TASK - Extend the article on Samsung's pandemic-driven home appliance sales boom, picking up after its final sentence, the one reporting first-quarter sales gains.

TEXT UNDER STUDY -
A pandemic-driven boom in home appliance sales will last longer than previously anticipated and extend into the second half of the year, Samsung's head of the business said.
Lee Jae-seung, president of the South Korean company's digital appliances business, told Reuters in an interview that he had originally expected the boom to subside after the first quarter of this year.
But extended travel restrictions despite vaccine rollouts and consumers being flush with cash due to economic stimulus measures of governments plus limited spending avenues for them had stretched the boom, Lee said.
A buoyant demand outlook from one of the prominent global home appliances makers brings supply-chain issues to the fore, specifically a shortage of semiconductors that has hurt many industries, particularly the automobile sector.
Lee acknowledged that the global chip shortage is weighing on Samsung too, but said the appliance business has "secured enough to respond".
It has done this by swapping chips to 12-inch wafer ones from 8-inch ones, undertaking software workarounds, and diversifying chip sourcing firms to two or more per chip from countries such as Japan, Taiwan, and China, he said.
"When all market players are buoyed by rising demand, supply competitiveness is crucial in occupying the market early," Lee said
Samsung saw first-quarter home appliance sales jump in all markets, including a 144 percent surge in vacuum cleaner sales in North America, a 79 percent increase in dishwashers in Europe and a 12-fold jump in robot vacuum sales in Brazil.

EXTRACTED ENTRIES -
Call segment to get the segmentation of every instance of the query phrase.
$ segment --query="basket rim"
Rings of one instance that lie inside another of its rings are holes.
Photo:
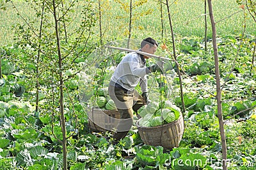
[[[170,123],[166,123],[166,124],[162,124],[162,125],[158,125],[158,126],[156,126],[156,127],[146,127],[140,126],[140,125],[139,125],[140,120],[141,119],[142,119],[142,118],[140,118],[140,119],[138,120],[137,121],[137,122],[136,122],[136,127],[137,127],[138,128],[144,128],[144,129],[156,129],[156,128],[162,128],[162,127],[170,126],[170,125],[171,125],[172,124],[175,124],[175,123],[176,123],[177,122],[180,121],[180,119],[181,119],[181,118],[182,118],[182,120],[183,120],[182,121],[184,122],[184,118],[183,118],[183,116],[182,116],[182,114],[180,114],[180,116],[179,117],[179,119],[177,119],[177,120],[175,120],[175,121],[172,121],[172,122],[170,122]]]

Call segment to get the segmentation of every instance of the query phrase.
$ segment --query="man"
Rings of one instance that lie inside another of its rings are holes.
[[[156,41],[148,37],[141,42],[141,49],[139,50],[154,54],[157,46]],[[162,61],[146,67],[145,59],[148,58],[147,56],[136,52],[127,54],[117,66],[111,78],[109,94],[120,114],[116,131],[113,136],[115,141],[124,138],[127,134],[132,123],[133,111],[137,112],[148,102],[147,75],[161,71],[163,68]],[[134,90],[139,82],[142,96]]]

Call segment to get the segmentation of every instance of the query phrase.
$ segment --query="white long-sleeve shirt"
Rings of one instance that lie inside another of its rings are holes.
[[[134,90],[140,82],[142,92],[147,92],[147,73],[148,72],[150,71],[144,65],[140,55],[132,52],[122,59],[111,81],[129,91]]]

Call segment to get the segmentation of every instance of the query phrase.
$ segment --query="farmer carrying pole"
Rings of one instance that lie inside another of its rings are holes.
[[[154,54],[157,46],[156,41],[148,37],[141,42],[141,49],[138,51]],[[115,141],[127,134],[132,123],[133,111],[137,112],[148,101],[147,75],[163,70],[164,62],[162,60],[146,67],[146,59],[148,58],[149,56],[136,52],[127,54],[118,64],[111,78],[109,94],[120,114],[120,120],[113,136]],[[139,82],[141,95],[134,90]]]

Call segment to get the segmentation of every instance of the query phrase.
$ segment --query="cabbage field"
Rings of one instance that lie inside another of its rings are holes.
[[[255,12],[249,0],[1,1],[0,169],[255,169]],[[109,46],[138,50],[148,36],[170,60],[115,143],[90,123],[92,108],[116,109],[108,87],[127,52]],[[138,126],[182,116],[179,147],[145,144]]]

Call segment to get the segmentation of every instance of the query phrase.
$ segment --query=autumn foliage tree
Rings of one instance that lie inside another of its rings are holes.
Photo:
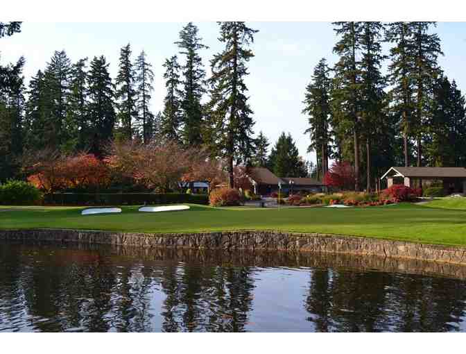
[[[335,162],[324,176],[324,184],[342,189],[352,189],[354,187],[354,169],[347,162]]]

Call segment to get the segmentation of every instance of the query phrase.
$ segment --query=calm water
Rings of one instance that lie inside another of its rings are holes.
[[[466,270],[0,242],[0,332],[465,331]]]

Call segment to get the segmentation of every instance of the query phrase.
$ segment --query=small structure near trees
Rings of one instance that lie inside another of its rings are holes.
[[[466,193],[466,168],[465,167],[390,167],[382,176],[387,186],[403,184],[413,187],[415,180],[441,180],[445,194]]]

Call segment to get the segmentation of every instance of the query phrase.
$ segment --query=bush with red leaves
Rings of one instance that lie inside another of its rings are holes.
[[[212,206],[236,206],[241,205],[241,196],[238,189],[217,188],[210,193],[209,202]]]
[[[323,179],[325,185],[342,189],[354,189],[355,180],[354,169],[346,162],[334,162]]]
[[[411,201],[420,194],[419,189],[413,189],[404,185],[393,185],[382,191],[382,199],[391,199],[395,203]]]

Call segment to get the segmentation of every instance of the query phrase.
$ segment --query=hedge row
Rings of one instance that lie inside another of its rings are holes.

TASK RESPONSE -
Samsung is also globally expanding its 'Bespoke' brand customised appliances. For example, Korean fridge customers can choose from 360 colours for each door.
Higher personalisation has led Samsung to increase subcontractor outsourcing similar to the auto industry, Lee said, which also allowed Samsung's appliances production to rise around 30 percent-50 percent without extensive investment.
Samsung, though, is also in the process of adding new lines in most factories including in Mexico, the United States and South Korea to meet rising demand.
It will offer customised, connected refrigerators, kitchen appliances, air purifiers and vacuum cleaners as well as closets that produce steam to clean clothes and shoes and kill bacteria, in markets such as North America, Europe and Korea this year.
Samsung does not disclose standalone home appliance earnings, but according to Eugene Investment & Securities, the business made an operating profit of about SKW 400 billion (roughly Rs. 2,610 crores) in the January-March quarter, more than a two-fold jump from about SKW 140 billion (roughly Rs. 910 crores) a year earlier.